**What the exercise asks:**
Please restate each entry word for word.

Free-text object descriptions
================
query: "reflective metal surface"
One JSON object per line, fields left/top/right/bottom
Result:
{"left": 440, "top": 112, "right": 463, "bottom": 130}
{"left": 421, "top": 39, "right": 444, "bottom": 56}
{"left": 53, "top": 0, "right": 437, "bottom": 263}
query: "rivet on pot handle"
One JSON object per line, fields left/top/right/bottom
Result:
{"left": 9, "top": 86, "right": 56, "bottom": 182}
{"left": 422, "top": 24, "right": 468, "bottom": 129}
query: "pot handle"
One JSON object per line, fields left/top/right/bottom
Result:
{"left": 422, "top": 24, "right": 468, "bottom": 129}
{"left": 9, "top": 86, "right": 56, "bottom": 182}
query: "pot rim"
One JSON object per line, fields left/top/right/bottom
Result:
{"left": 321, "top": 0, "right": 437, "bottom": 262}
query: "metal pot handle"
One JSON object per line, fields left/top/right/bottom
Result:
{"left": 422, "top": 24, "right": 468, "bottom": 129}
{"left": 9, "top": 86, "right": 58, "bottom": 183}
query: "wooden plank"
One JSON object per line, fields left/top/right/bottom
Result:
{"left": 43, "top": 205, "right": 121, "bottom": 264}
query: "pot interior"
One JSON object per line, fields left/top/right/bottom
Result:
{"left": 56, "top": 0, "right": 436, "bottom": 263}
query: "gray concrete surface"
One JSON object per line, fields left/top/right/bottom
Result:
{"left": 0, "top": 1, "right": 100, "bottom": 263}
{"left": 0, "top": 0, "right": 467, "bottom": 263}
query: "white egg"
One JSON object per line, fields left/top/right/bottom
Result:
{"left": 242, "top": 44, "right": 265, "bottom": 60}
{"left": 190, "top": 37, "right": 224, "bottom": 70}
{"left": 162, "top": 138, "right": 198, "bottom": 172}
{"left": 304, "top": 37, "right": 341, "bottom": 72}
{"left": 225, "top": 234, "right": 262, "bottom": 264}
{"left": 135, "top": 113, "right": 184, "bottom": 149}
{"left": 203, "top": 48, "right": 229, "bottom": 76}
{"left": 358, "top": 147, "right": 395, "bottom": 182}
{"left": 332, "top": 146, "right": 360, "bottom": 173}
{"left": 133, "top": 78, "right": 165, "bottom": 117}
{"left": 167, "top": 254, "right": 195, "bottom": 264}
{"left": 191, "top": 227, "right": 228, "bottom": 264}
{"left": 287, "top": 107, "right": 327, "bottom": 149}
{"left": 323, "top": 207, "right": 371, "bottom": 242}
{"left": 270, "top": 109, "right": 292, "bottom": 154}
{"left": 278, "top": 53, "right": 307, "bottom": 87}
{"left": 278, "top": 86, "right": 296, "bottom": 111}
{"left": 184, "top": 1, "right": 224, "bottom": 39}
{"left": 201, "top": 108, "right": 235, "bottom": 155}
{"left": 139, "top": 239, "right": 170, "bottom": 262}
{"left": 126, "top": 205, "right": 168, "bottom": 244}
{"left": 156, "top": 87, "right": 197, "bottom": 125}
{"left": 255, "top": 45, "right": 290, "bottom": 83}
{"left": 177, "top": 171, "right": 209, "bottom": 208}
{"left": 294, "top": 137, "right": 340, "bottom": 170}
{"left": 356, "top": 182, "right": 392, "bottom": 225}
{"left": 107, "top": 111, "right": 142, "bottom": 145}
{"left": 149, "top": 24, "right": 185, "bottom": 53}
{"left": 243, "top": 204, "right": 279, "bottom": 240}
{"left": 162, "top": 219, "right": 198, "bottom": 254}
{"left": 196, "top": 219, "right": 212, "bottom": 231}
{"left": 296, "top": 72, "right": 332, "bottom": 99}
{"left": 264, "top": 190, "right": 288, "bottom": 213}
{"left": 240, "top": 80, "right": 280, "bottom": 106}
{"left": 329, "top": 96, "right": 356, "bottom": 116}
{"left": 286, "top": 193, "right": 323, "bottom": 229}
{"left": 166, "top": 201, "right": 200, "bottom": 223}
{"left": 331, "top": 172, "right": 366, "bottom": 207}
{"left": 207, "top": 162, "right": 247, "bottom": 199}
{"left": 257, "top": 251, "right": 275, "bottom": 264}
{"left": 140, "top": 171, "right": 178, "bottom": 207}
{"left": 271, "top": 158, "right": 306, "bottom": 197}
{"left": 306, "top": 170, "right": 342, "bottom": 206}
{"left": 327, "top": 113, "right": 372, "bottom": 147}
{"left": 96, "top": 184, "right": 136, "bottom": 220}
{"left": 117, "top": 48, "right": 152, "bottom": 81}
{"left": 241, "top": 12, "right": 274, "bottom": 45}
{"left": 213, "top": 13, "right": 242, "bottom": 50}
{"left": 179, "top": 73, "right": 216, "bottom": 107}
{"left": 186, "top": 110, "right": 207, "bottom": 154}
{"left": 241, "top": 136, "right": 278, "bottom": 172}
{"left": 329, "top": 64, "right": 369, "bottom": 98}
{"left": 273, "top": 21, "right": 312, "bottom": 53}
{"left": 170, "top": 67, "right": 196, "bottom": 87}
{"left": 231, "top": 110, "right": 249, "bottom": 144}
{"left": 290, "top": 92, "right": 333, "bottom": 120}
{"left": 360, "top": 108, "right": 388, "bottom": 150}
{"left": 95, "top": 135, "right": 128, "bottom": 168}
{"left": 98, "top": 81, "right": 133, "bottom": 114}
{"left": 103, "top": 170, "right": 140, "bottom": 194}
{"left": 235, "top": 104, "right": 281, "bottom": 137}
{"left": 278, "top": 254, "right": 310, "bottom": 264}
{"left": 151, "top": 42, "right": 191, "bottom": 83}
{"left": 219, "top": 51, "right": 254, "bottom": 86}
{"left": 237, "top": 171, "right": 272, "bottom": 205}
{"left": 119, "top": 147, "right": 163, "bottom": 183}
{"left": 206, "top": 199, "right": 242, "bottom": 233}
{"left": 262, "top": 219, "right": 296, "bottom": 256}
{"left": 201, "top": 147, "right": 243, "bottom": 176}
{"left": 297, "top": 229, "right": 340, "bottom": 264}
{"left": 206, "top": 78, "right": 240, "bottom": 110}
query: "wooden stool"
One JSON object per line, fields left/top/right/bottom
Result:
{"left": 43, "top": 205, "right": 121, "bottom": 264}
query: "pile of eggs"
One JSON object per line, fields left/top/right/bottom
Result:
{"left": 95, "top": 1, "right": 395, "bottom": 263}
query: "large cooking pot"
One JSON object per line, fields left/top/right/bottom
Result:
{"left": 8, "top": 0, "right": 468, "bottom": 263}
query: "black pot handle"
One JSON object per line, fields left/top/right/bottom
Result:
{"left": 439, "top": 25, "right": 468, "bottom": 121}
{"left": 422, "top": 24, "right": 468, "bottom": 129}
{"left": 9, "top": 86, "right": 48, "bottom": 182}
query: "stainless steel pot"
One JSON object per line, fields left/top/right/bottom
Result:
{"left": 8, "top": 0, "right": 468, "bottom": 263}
================
**Written reply:**
query: "reflective metal surface"
One JSON object per line, fields left/top/right/bottom
Result:
{"left": 440, "top": 112, "right": 463, "bottom": 130}
{"left": 421, "top": 39, "right": 444, "bottom": 56}
{"left": 53, "top": 0, "right": 437, "bottom": 263}
query: "rivet on pot handle"
One JSON object per line, fields left/top/right/bottom
Result:
{"left": 9, "top": 86, "right": 56, "bottom": 182}
{"left": 422, "top": 24, "right": 468, "bottom": 129}
query: "pot handle"
One JSON object per line, fields left/top/right/bottom
Result:
{"left": 422, "top": 24, "right": 468, "bottom": 129}
{"left": 9, "top": 86, "right": 56, "bottom": 182}
query: "pot rim"
One JSON object per line, fields left/top/right/bottom
Result:
{"left": 321, "top": 0, "right": 437, "bottom": 262}
query: "metal pot handle"
One JSON object per line, fields left/top/right/bottom
Result:
{"left": 422, "top": 24, "right": 468, "bottom": 129}
{"left": 9, "top": 86, "right": 58, "bottom": 183}
query: "wooden plank"
One JSON object per line, fields left/top/right/bottom
Result:
{"left": 43, "top": 205, "right": 121, "bottom": 264}
query: "pot interior"
One JSON object per line, fields left/top/right/bottom
Result:
{"left": 56, "top": 0, "right": 436, "bottom": 263}
query: "gray concrete surface"
One JSON object per line, fields left/top/right/bottom
Result:
{"left": 0, "top": 1, "right": 100, "bottom": 263}
{"left": 0, "top": 0, "right": 467, "bottom": 263}
query: "white egg"
One JSON object per line, fields left/top/right/bottom
Result:
{"left": 242, "top": 44, "right": 265, "bottom": 60}
{"left": 190, "top": 37, "right": 224, "bottom": 70}
{"left": 162, "top": 138, "right": 198, "bottom": 172}
{"left": 304, "top": 37, "right": 341, "bottom": 72}
{"left": 225, "top": 234, "right": 262, "bottom": 264}
{"left": 135, "top": 113, "right": 184, "bottom": 149}
{"left": 203, "top": 48, "right": 229, "bottom": 76}
{"left": 358, "top": 147, "right": 395, "bottom": 182}
{"left": 332, "top": 146, "right": 360, "bottom": 173}
{"left": 133, "top": 78, "right": 165, "bottom": 117}
{"left": 167, "top": 254, "right": 195, "bottom": 264}
{"left": 191, "top": 227, "right": 228, "bottom": 264}
{"left": 287, "top": 107, "right": 327, "bottom": 149}
{"left": 323, "top": 207, "right": 371, "bottom": 242}
{"left": 270, "top": 109, "right": 292, "bottom": 154}
{"left": 278, "top": 53, "right": 307, "bottom": 87}
{"left": 278, "top": 86, "right": 296, "bottom": 111}
{"left": 184, "top": 1, "right": 224, "bottom": 39}
{"left": 201, "top": 108, "right": 235, "bottom": 155}
{"left": 139, "top": 239, "right": 170, "bottom": 262}
{"left": 126, "top": 205, "right": 168, "bottom": 244}
{"left": 156, "top": 87, "right": 197, "bottom": 125}
{"left": 255, "top": 45, "right": 290, "bottom": 83}
{"left": 177, "top": 171, "right": 209, "bottom": 208}
{"left": 294, "top": 137, "right": 340, "bottom": 170}
{"left": 356, "top": 182, "right": 392, "bottom": 225}
{"left": 107, "top": 111, "right": 142, "bottom": 145}
{"left": 149, "top": 24, "right": 185, "bottom": 53}
{"left": 243, "top": 204, "right": 279, "bottom": 240}
{"left": 162, "top": 219, "right": 198, "bottom": 254}
{"left": 196, "top": 219, "right": 212, "bottom": 231}
{"left": 296, "top": 72, "right": 332, "bottom": 99}
{"left": 264, "top": 190, "right": 288, "bottom": 213}
{"left": 240, "top": 80, "right": 280, "bottom": 106}
{"left": 329, "top": 96, "right": 356, "bottom": 116}
{"left": 286, "top": 193, "right": 323, "bottom": 229}
{"left": 166, "top": 201, "right": 200, "bottom": 223}
{"left": 331, "top": 172, "right": 366, "bottom": 207}
{"left": 207, "top": 162, "right": 247, "bottom": 199}
{"left": 257, "top": 251, "right": 275, "bottom": 264}
{"left": 140, "top": 171, "right": 178, "bottom": 207}
{"left": 271, "top": 158, "right": 306, "bottom": 197}
{"left": 306, "top": 170, "right": 342, "bottom": 206}
{"left": 327, "top": 113, "right": 372, "bottom": 147}
{"left": 96, "top": 184, "right": 136, "bottom": 220}
{"left": 117, "top": 48, "right": 152, "bottom": 81}
{"left": 241, "top": 12, "right": 274, "bottom": 45}
{"left": 213, "top": 13, "right": 242, "bottom": 50}
{"left": 179, "top": 73, "right": 216, "bottom": 107}
{"left": 186, "top": 110, "right": 207, "bottom": 154}
{"left": 241, "top": 136, "right": 278, "bottom": 172}
{"left": 329, "top": 64, "right": 369, "bottom": 98}
{"left": 273, "top": 21, "right": 312, "bottom": 53}
{"left": 170, "top": 67, "right": 196, "bottom": 87}
{"left": 231, "top": 110, "right": 249, "bottom": 144}
{"left": 290, "top": 92, "right": 333, "bottom": 120}
{"left": 360, "top": 108, "right": 388, "bottom": 150}
{"left": 95, "top": 135, "right": 128, "bottom": 168}
{"left": 98, "top": 81, "right": 133, "bottom": 114}
{"left": 103, "top": 170, "right": 140, "bottom": 194}
{"left": 235, "top": 104, "right": 281, "bottom": 137}
{"left": 278, "top": 254, "right": 310, "bottom": 264}
{"left": 151, "top": 42, "right": 191, "bottom": 83}
{"left": 219, "top": 51, "right": 254, "bottom": 86}
{"left": 237, "top": 171, "right": 272, "bottom": 205}
{"left": 119, "top": 147, "right": 163, "bottom": 183}
{"left": 206, "top": 199, "right": 242, "bottom": 233}
{"left": 262, "top": 219, "right": 296, "bottom": 256}
{"left": 201, "top": 147, "right": 243, "bottom": 176}
{"left": 297, "top": 229, "right": 340, "bottom": 264}
{"left": 206, "top": 78, "right": 240, "bottom": 110}
query: "wooden stool"
One JSON object per line, fields left/top/right/bottom
Result:
{"left": 43, "top": 205, "right": 121, "bottom": 264}
query: "pile of eggs"
One JSON object per line, fields left/top/right/bottom
Result:
{"left": 95, "top": 1, "right": 395, "bottom": 263}
query: "large cooking pot"
One JSON object per line, fields left/top/right/bottom
Result:
{"left": 8, "top": 0, "right": 468, "bottom": 263}
query: "black pot handle"
One JSON object per line, fields left/top/right/bottom
Result:
{"left": 439, "top": 25, "right": 468, "bottom": 121}
{"left": 422, "top": 24, "right": 468, "bottom": 129}
{"left": 9, "top": 86, "right": 48, "bottom": 182}
query: "stainless steel pot"
One JSON object per line, fields left/top/right/bottom
Result:
{"left": 8, "top": 0, "right": 468, "bottom": 263}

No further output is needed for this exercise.